----- DATA PROVIDED -----
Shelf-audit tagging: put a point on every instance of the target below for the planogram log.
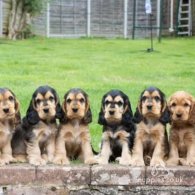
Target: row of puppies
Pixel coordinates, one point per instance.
(133, 140)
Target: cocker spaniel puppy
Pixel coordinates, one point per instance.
(151, 141)
(118, 128)
(73, 138)
(35, 138)
(182, 132)
(9, 119)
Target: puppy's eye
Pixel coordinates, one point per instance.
(107, 102)
(68, 100)
(38, 101)
(186, 105)
(173, 104)
(157, 98)
(82, 100)
(144, 98)
(51, 98)
(120, 103)
(11, 98)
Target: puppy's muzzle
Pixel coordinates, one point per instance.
(6, 110)
(46, 110)
(149, 107)
(179, 115)
(111, 112)
(75, 110)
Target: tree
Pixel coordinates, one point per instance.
(20, 16)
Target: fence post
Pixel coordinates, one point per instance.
(88, 18)
(1, 18)
(48, 20)
(134, 18)
(158, 17)
(125, 17)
-----
| YOUR GOAL |
Retype all of the material above word for word, leaving out the pictures.

| REPLY TO THE EXERCISE |
Shelf-audit tagging: put a point on every instance of the target below for the planogram log.
Target: row of puppies
Pixel coordinates, one point per instance.
(133, 140)
Target: cocker spaniel puppy
Pixel coordinates, one point per instance.
(151, 141)
(118, 128)
(73, 138)
(35, 138)
(182, 132)
(9, 119)
Target: puppy's eye
Pixel coordinates, one point per instance.
(107, 102)
(68, 100)
(38, 101)
(186, 105)
(173, 104)
(157, 98)
(82, 100)
(144, 98)
(51, 98)
(120, 103)
(11, 98)
Target: puppy's muzzle
Pixel coordinates, one point per instance.
(6, 110)
(46, 110)
(149, 107)
(179, 115)
(111, 112)
(75, 110)
Target: tree
Pixel coordinates, one point per instance.
(20, 16)
Target: fence post
Pixel coordinates, one point per instance.
(88, 18)
(1, 18)
(48, 20)
(134, 18)
(158, 17)
(125, 17)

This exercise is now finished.